— Begin Selection —
Definition lookup speed: a performance issue

I have the following problem.
I need to build a very large number of definitions(*) such as
f[{1,0,0,0}] = 1
f[{0,1,0,0}] = 2
f[{0,0,1,0}] = 3
f[{0,0,0,1}] = 2
...
f[{2,3,1,2}] = 4
...
f[{n1,n2,n3,n4}] = some integer
...
This is just an example. The length of the argument list does not need to be 4 but can be anything.
I realized that the lookup for each value slows down with exponential complexity when the length of the argument list increases. Perhaps this is not so strange, since it is clear that in principle there is a combinatorial explosion in how many definitions Mathematica needs to store.
Though, I have expected Mathematica to be smart and that value extract should be constant time complexity. Apparently it is not.
Is there any way to speed up lookup time? This probably has to do with how Mathematica internally handles symbol definition lookups. Does it phrases the list until it finds the match? It seems that it does so.
All suggestions highly appreciated.
With best regards
Zoran
(*) I am working on a stochastic simulation software that generates all configurations of a system and needs to store how many times each configuration occurred. In that sense a list {n1, n2, ..., nT} describes a particular configuration of the system saying that there are n1 particles of type 1, n2 particles of type 2, ..., nT particles of type T. There can be exponentially many such configurations.
— End Selection —
-- Set task 1 --
Retype part of the post on definition lookup speed, beginning at the words "I realized that" and stopping after "suggestions highly appreciated.".
-- Set task 2 --
Recast the paragraph of the post on definition lookup speed that begins "(*) I am working on" as a short list.
-- Set task 3 --
In the post on definition lookup speed, how does the lookup for each value behave as the argument list gets longer?
— Begin Information supplied —
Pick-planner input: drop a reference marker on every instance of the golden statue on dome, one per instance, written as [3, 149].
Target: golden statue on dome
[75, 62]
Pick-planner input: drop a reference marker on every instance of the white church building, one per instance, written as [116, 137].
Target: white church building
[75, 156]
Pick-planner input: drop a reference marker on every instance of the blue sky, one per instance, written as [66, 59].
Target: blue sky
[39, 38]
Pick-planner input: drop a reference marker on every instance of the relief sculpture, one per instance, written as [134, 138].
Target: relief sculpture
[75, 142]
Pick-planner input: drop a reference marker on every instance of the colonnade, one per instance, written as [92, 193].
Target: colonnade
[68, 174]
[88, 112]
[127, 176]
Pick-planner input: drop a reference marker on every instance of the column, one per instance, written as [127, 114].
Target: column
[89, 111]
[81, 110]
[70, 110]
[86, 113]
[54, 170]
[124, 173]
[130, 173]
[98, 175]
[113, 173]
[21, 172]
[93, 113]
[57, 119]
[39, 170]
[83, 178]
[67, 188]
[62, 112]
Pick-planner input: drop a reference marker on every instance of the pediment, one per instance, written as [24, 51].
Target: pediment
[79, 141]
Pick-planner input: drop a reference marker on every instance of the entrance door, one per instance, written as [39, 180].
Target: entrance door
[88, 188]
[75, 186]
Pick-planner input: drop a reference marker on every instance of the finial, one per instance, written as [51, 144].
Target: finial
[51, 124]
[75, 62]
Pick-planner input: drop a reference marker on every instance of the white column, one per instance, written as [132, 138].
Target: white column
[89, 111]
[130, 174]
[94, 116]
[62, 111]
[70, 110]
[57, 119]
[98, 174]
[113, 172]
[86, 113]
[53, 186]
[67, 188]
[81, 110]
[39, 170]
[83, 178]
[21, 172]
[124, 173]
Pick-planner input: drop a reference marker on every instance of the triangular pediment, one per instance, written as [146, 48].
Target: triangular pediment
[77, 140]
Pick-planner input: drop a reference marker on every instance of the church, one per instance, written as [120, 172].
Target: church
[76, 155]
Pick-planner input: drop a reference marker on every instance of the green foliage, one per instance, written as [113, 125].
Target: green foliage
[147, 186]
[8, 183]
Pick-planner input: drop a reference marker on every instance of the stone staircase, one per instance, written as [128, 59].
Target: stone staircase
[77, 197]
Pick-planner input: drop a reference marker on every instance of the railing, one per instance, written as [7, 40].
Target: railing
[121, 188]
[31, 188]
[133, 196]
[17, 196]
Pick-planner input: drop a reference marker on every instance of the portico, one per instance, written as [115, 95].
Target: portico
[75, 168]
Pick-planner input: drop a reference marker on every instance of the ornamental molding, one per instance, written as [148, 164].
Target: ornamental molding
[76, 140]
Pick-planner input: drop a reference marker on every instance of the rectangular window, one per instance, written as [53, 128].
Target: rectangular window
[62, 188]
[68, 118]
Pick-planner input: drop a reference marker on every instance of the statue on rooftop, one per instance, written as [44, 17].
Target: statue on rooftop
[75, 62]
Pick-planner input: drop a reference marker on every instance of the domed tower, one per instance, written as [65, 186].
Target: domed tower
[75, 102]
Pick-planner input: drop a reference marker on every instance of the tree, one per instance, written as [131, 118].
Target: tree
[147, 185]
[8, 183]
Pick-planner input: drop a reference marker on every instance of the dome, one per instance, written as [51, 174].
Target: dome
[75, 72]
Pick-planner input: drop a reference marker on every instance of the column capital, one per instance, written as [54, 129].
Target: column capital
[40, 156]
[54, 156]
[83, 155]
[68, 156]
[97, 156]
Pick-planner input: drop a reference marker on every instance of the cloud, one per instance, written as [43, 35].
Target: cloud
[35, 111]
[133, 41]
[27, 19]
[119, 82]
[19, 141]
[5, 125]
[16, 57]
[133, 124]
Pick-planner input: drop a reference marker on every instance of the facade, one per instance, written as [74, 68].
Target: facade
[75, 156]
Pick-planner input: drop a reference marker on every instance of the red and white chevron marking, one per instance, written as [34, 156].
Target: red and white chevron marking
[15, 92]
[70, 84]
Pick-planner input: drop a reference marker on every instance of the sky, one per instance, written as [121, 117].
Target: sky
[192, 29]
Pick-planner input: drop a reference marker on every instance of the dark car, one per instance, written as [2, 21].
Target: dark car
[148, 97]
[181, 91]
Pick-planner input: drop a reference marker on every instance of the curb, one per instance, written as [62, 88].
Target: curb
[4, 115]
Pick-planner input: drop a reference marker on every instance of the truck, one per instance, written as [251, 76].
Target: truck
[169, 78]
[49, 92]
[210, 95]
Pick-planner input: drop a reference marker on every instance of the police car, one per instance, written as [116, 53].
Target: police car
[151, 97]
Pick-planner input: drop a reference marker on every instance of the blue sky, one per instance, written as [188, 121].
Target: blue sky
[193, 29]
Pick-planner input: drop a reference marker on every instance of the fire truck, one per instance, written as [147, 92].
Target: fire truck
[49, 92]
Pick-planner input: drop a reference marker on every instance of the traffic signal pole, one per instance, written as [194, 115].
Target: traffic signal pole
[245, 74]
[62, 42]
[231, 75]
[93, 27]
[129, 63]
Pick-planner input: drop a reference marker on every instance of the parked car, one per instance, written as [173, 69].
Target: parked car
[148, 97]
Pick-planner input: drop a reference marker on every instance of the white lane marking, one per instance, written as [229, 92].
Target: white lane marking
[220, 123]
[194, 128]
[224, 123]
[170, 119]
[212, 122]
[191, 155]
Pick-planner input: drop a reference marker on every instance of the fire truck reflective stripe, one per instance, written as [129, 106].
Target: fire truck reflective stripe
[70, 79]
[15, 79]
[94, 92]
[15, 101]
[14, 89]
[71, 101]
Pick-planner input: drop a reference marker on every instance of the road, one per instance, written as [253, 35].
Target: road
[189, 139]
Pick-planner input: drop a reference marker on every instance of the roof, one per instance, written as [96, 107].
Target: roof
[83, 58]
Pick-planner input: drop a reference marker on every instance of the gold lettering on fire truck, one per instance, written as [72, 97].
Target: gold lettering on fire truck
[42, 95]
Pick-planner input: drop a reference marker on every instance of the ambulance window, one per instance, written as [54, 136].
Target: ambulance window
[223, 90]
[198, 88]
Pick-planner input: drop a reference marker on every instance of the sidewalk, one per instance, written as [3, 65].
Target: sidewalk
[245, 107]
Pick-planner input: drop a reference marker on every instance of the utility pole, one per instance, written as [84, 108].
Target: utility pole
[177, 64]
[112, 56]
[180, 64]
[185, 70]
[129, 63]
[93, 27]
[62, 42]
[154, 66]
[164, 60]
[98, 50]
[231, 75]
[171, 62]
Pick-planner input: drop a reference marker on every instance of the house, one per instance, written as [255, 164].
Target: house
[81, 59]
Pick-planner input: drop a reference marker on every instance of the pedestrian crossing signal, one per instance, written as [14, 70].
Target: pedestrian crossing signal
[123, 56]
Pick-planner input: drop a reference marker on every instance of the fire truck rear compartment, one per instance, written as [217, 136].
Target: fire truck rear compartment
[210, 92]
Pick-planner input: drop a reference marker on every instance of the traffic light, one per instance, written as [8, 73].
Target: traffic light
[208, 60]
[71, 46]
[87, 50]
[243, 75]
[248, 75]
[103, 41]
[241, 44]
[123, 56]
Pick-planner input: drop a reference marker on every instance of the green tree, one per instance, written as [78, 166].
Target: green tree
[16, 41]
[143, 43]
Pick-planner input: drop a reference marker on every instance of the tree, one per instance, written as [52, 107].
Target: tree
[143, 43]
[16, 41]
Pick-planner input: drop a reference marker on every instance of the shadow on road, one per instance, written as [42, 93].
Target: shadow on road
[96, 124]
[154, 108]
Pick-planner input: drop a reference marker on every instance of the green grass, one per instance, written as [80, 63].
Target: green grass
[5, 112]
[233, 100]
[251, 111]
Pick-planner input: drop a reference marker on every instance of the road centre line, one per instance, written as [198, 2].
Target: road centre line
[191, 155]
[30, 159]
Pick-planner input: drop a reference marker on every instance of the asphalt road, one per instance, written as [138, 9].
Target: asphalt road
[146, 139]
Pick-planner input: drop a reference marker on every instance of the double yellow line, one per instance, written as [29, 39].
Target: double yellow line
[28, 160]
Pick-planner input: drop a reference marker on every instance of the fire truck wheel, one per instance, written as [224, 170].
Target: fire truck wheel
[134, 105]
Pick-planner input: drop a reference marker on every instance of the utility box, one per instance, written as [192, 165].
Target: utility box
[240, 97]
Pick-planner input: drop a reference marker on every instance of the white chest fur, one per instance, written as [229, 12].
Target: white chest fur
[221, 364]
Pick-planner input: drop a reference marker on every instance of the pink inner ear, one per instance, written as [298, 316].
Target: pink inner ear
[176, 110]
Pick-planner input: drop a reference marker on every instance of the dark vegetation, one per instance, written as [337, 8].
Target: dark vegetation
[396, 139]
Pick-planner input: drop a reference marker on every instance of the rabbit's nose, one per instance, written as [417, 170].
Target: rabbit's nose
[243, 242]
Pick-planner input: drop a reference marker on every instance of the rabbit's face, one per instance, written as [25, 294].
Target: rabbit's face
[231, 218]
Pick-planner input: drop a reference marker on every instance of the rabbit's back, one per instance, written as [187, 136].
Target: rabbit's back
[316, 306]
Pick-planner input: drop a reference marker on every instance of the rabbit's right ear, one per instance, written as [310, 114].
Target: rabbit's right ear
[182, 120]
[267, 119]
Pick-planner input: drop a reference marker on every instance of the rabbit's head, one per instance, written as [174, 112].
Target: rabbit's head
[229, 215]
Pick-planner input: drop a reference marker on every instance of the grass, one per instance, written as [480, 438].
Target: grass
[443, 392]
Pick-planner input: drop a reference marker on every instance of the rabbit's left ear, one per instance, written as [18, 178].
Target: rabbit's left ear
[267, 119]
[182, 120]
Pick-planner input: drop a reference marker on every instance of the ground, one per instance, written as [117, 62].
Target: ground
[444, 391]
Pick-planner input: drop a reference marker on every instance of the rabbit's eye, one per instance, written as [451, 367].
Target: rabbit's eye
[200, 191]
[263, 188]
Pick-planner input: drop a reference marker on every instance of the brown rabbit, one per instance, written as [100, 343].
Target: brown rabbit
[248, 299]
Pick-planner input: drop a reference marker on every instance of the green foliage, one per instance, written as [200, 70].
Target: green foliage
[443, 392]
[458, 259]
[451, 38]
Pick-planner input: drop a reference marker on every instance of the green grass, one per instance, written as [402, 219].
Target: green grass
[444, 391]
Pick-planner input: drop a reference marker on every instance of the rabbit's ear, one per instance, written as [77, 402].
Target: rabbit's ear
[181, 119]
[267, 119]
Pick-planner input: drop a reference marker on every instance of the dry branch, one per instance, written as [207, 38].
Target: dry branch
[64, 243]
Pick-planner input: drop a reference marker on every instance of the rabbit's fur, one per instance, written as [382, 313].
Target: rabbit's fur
— End Information supplied —
-- Problem solution 1 --
I realized that the lookup for each value slows down with exponential complexity when the length of the argument list increases. Perhaps this is not so strange, since it is clear that in principle there is a combinatorial explosion in how many definitions Mathematica needs to store.
Though, I have expected Mathematica to be smart and that value extract should be constant time complexity. Apparently it is not.
Is there any way to speed up lookup time? This probably has to do with how Mathematica internally handles symbol definition lookups. Does it phrases the list until it finds the match? It seems that it does so.
All suggestions highly appreciated.

-- Problem solution 2 --
- The writer is working on stochastic simulation software.
- The software generates all configurations of a system and needs to store how many times each configuration occurred.
- A list {n1, n2, ..., nT} describes one configuration: n1 particles of type 1, n2 particles of type 2, up to nT particles of type T.
- There can be exponentially many such configurations.

-- Problem solution 3 --
It slows down with exponential complexity.